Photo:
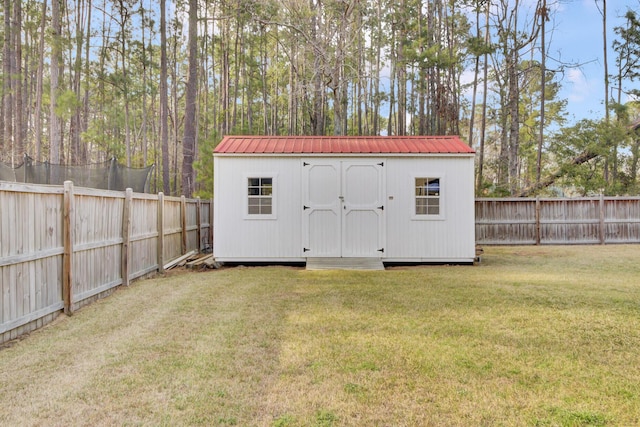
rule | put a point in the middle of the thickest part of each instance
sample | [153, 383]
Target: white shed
[398, 199]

============

Beginning with the line containing "rule | put a" and ending with the last line of the listing above, return every line exactly and nothing else.

rule | put a point in the middle of the thickest part of each instance
sample | [153, 383]
Target: white shed
[398, 199]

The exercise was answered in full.